== WORK REQUIRED ==
Omit the images and retype the records verbatim.

== THE DATA ==
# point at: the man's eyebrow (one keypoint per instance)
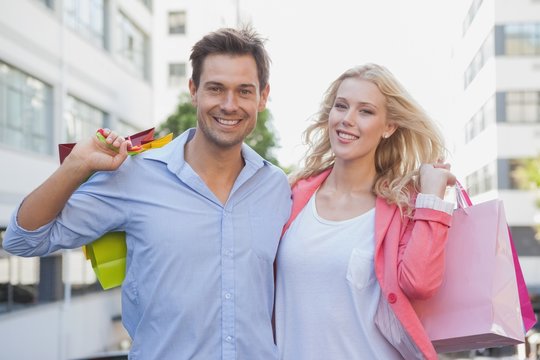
(212, 83)
(248, 86)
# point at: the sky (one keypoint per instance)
(312, 42)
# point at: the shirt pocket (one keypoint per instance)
(360, 270)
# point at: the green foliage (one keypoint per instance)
(527, 176)
(262, 139)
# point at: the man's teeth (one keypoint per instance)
(227, 122)
(347, 136)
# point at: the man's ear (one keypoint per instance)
(264, 98)
(193, 92)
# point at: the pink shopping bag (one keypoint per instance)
(478, 304)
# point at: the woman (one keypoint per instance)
(367, 231)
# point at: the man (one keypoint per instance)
(203, 216)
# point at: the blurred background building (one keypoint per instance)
(68, 67)
(497, 60)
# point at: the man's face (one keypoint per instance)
(228, 99)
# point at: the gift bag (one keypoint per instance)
(478, 304)
(108, 253)
(108, 257)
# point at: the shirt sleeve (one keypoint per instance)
(94, 209)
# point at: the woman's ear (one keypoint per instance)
(389, 130)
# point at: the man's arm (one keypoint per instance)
(43, 204)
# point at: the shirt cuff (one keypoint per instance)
(434, 202)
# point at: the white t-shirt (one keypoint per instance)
(326, 290)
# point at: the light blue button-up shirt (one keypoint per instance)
(199, 278)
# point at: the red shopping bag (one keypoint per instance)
(478, 304)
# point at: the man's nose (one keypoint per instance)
(230, 102)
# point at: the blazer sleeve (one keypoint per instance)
(421, 252)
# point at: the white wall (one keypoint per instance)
(56, 331)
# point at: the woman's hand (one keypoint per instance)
(434, 178)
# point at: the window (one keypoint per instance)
(86, 17)
(523, 106)
(82, 119)
(471, 14)
(47, 3)
(26, 118)
(132, 45)
(147, 3)
(177, 74)
(480, 120)
(486, 51)
(522, 39)
(177, 22)
(482, 180)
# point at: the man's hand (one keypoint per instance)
(93, 155)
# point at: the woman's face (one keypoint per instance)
(357, 121)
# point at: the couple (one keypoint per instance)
(204, 216)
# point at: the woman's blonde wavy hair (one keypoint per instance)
(416, 139)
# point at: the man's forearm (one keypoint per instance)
(45, 203)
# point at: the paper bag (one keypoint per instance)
(108, 257)
(108, 253)
(478, 305)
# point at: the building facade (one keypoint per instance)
(67, 68)
(497, 102)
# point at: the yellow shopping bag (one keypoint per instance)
(108, 253)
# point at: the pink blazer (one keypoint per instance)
(409, 259)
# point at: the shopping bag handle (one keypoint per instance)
(462, 197)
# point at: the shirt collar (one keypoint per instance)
(172, 154)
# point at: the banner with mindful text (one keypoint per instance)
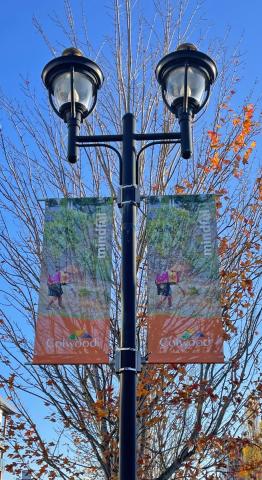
(184, 310)
(75, 284)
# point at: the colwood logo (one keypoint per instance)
(77, 334)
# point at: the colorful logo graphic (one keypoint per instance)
(77, 334)
(190, 334)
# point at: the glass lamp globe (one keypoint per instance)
(83, 90)
(185, 77)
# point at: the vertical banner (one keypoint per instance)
(184, 324)
(75, 283)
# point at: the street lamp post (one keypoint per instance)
(185, 77)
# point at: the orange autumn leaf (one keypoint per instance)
(214, 137)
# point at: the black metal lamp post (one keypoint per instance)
(72, 80)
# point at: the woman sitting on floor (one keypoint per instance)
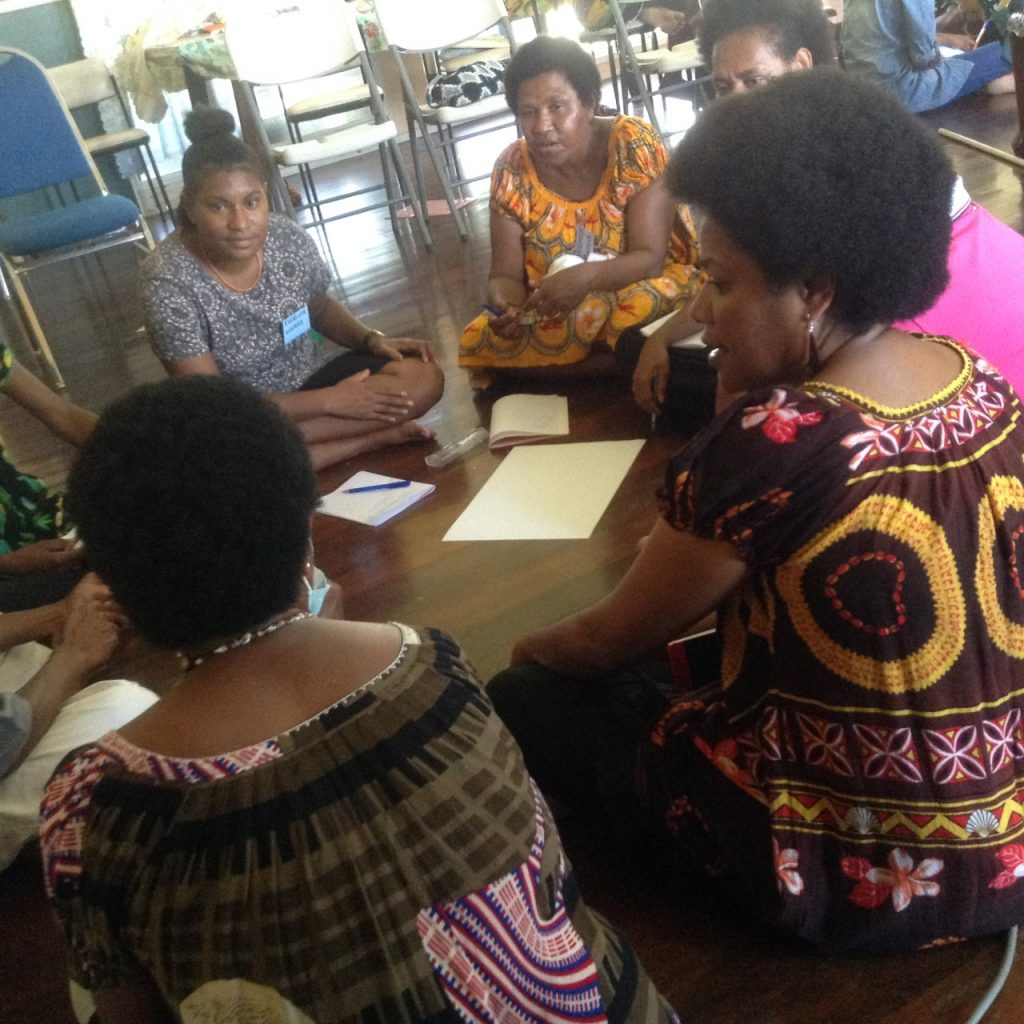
(745, 43)
(854, 517)
(38, 565)
(322, 820)
(238, 291)
(585, 240)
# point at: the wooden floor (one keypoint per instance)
(715, 968)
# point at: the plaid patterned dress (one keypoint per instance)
(860, 771)
(388, 860)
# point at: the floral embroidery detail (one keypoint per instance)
(785, 869)
(724, 757)
(982, 823)
(936, 430)
(778, 419)
(824, 743)
(955, 754)
(1012, 858)
(888, 753)
(862, 820)
(900, 880)
(1003, 736)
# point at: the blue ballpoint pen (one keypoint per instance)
(393, 485)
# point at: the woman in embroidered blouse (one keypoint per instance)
(322, 820)
(585, 240)
(855, 517)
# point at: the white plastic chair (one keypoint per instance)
(84, 83)
(413, 27)
(639, 67)
(273, 44)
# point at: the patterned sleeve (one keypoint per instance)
(507, 193)
(174, 317)
(640, 157)
(95, 960)
(763, 476)
(291, 241)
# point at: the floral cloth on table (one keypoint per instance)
(388, 860)
(28, 513)
(860, 769)
(551, 224)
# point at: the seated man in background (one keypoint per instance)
(744, 43)
(45, 709)
(747, 43)
(894, 43)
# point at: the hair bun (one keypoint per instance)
(208, 122)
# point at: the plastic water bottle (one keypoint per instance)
(456, 450)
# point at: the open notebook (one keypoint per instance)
(519, 419)
(373, 507)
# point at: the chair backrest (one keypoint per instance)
(271, 43)
(83, 82)
(39, 143)
(417, 26)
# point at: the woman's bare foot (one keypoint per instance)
(1000, 86)
(324, 454)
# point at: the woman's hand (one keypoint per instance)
(505, 323)
(39, 557)
(397, 348)
(363, 397)
(651, 376)
(558, 294)
(954, 40)
(92, 627)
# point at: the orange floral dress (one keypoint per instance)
(636, 159)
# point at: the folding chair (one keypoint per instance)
(273, 44)
(414, 28)
(639, 67)
(41, 151)
(84, 83)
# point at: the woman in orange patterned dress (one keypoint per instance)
(586, 241)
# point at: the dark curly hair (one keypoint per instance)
(193, 499)
(788, 25)
(547, 53)
(214, 147)
(821, 174)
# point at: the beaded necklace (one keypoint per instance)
(190, 662)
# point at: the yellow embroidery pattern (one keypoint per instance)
(884, 514)
(1006, 494)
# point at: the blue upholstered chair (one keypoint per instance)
(43, 167)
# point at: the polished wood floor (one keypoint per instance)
(716, 968)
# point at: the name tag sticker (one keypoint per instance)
(295, 326)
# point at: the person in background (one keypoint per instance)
(894, 43)
(48, 706)
(323, 820)
(852, 773)
(236, 290)
(585, 241)
(745, 43)
(748, 43)
(38, 564)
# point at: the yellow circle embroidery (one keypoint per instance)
(895, 517)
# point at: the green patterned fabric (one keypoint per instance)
(28, 513)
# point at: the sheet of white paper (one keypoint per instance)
(547, 493)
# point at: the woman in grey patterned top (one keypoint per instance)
(237, 291)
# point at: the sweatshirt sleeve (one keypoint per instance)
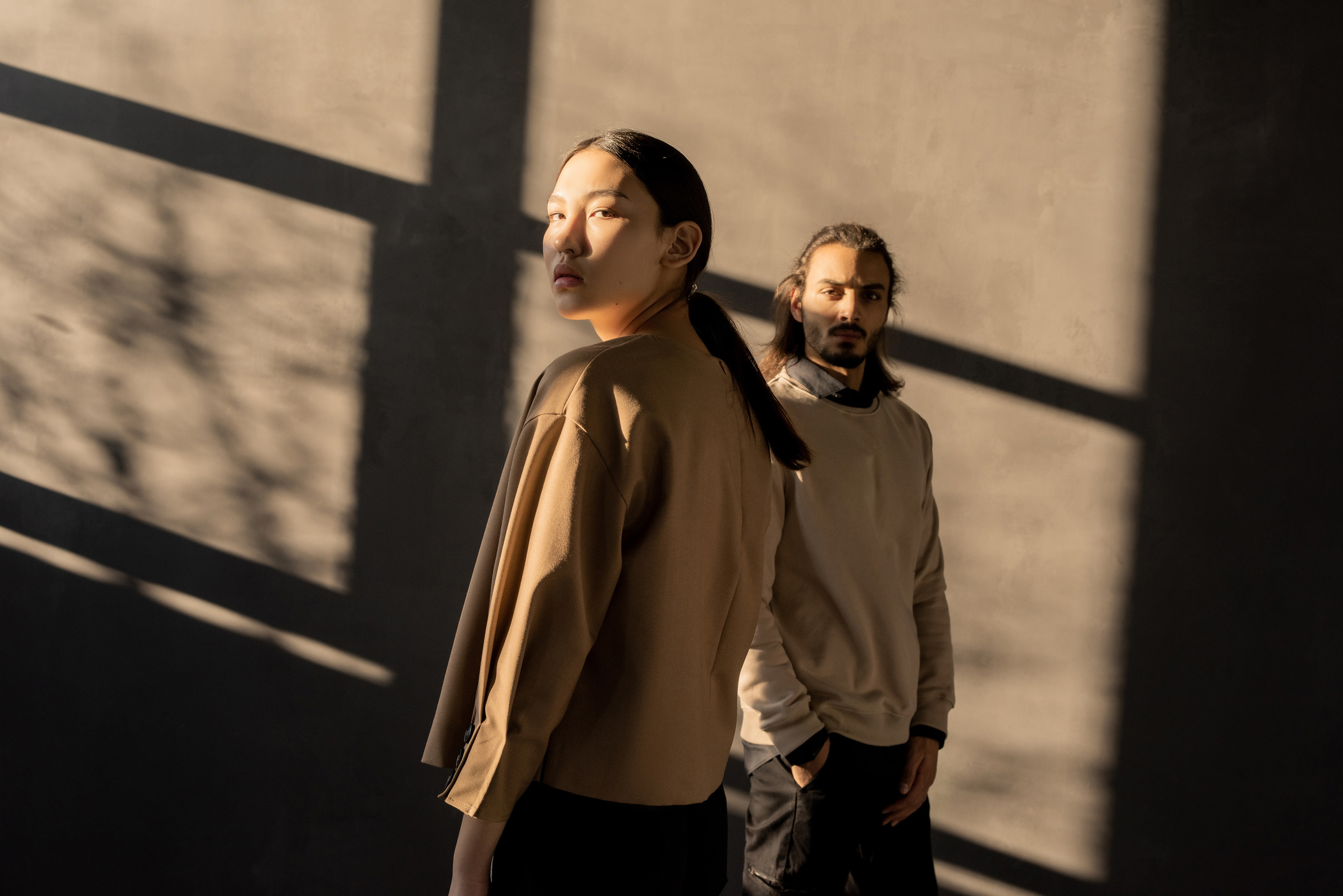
(769, 684)
(557, 567)
(936, 691)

== ANSWER FOR THE TASK ==
# point at: the man's eyebrow (one keypoint per instance)
(212, 83)
(248, 86)
# point at: the sky (one keypoint per instance)
(312, 42)
# point at: the shirt pocket (one keypoint per instance)
(360, 270)
# point at: the green foliage (one keypoint per instance)
(527, 176)
(262, 139)
# point at: the man's teeth (one keypoint per instance)
(227, 122)
(347, 136)
# point at: the man's ear (one keypoint per instance)
(264, 98)
(193, 92)
# point at: the pink shopping bag (one keypoint per instance)
(478, 304)
# point at: the woman (one keypoint per instance)
(367, 231)
# point at: the man (one keypoint per instance)
(203, 216)
# point at: the blurred background building (one keypoint per instance)
(68, 67)
(497, 60)
# point at: the man's face (one keypoint per instance)
(228, 99)
# point at: the gift bag (one keypoint per instance)
(478, 304)
(108, 253)
(108, 257)
# point at: the shirt sleeve (one keypoint per instance)
(94, 209)
# point at: the woman's ear (one keypoint per instance)
(389, 130)
# point at: the man's arm (one keypoint per instance)
(43, 204)
# point at: the shirt cuff (one keypoint per instance)
(434, 202)
# point at: the white t-shirt (one keypoint per instance)
(326, 290)
# point at: the light blue button-up shirt (one keypoint per instance)
(199, 278)
# point at: the red shopping bag (one keypoint per instance)
(478, 304)
# point at: the man's nose (one keypoint per instance)
(230, 102)
# point at: the blazer sleeve (one keypoint per instance)
(421, 252)
# point at: the white wall (one keypoint per instance)
(56, 331)
# point at: the woman's hand (one keypoint per instance)
(434, 178)
# point at: the window (one keypoint per instance)
(86, 17)
(523, 106)
(82, 119)
(471, 14)
(47, 3)
(26, 118)
(132, 45)
(147, 3)
(177, 74)
(480, 120)
(486, 51)
(522, 39)
(177, 22)
(482, 180)
# point at: the man's hand (one keypoint per instance)
(93, 155)
# point at: the woman's face (one keypoint per instance)
(357, 121)
# point at: the couple (one keypoint per instance)
(204, 216)
# point at: the woman's blonde wavy hair (one keypoint per instance)
(416, 139)
# point at: the man's forearm (one keypoint per instance)
(45, 203)
# point at: the paper bag (one keypoint per instance)
(108, 257)
(108, 253)
(478, 305)
# point at: the building facade (one keypoint per instance)
(67, 68)
(497, 102)
# point at: the yellow shopping bag (one keypoint per instance)
(108, 253)
# point at: the pink blazer (one keypoint per instance)
(409, 259)
# point at: the shopping bag handle (one keypoint per instance)
(462, 197)
# point at: the shirt collar (one keypoint per instance)
(172, 154)
# point at: the banner with mindful text (one keypoint per instance)
(184, 310)
(75, 284)
# point at: the colwood logo (one keypoint per instance)
(77, 334)
# point at: the colorful logo graphic (one keypoint per instance)
(77, 334)
(190, 334)
# point at: the glass lamp globe (one keypoint per instance)
(83, 90)
(185, 77)
# point at: the vertical banner (one keypoint per instance)
(184, 324)
(75, 283)
# point at: the street lamp post (one keypoint per instance)
(185, 77)
# point at: the orange autumn leaf (one keypoint per instance)
(214, 137)
# point at: the black metal lamp post (one keypoint per instance)
(72, 80)
# point at: the woman sitting on floor (one keypoint per instance)
(745, 43)
(854, 517)
(38, 565)
(322, 820)
(238, 291)
(585, 240)
# point at: the wooden floor (one keypoint per instance)
(715, 968)
# point at: the plaid patterned dress (one keypoint per instance)
(860, 771)
(388, 860)
# point at: the floral embroidery detail (one keypoint per instance)
(785, 869)
(724, 757)
(982, 823)
(936, 430)
(778, 419)
(824, 743)
(955, 754)
(1012, 858)
(888, 753)
(862, 820)
(900, 880)
(1003, 736)
# point at: the blue ballpoint pen (one keypoint per instance)
(393, 485)
# point at: the woman in embroidered blouse (one keypoint per instance)
(322, 820)
(585, 240)
(855, 517)
# point at: the white plastic chair (one keypoint per instance)
(84, 83)
(413, 27)
(639, 67)
(273, 44)
# point at: the patterned sleeve (one keypoint per instance)
(507, 193)
(174, 317)
(640, 157)
(95, 960)
(763, 476)
(291, 241)
# point at: the floral cloth on table (one keypoint per instance)
(388, 860)
(28, 513)
(860, 769)
(551, 224)
# point at: the seated man in background (one keypoint per instance)
(744, 43)
(45, 709)
(747, 43)
(894, 43)
# point at: the hair bun (one keypoint per instance)
(208, 122)
# point at: the plastic water bottle (one keypoint per instance)
(456, 450)
# point at: the open notebook (one keypoint per instance)
(519, 419)
(373, 507)
# point at: the chair backrest (one keypoint per instance)
(271, 43)
(83, 82)
(39, 143)
(417, 26)
# point at: the woman's bare foot (one keypoint per instance)
(1000, 86)
(324, 454)
# point at: the woman's hand (one keypoint per instance)
(505, 323)
(39, 557)
(397, 348)
(363, 397)
(651, 376)
(558, 294)
(954, 40)
(92, 627)
# point at: the orange floral dress (one keypoint per instance)
(636, 159)
# point at: the folding chair (one keypoint per instance)
(273, 44)
(414, 28)
(639, 67)
(41, 151)
(84, 83)
# point at: the woman in orange patterned dress (one keypoint per instance)
(586, 241)
# point at: the dark curly hair (one keypoint per instance)
(193, 499)
(788, 25)
(547, 53)
(214, 147)
(821, 174)
# point at: the beaded necklace (one keypoint per instance)
(190, 662)
# point at: the yellow embroidery pattern (one keypoint per instance)
(884, 514)
(1006, 494)
# point at: the blue upholstered chair (one keypoint per instance)
(43, 167)
# point at: the polished wood floor (one keypoint per instance)
(716, 968)
# point at: the name tag sticker (one keypoint per instance)
(295, 326)
# point at: the person in background (one keypoint per instance)
(894, 43)
(48, 706)
(323, 820)
(852, 773)
(236, 290)
(585, 241)
(745, 43)
(748, 43)
(38, 564)
# point at: the yellow circle embroidery (one keypoint per instance)
(895, 517)
# point at: the green patterned fabric (one keypoint per instance)
(28, 513)
# point at: the sheet of white paper (one keypoint per instance)
(547, 493)
# point at: the woman in grey patterned top (one keypoint per instance)
(237, 291)
# point at: the sweatshirt sleeve (one keypoint per instance)
(769, 684)
(557, 567)
(936, 691)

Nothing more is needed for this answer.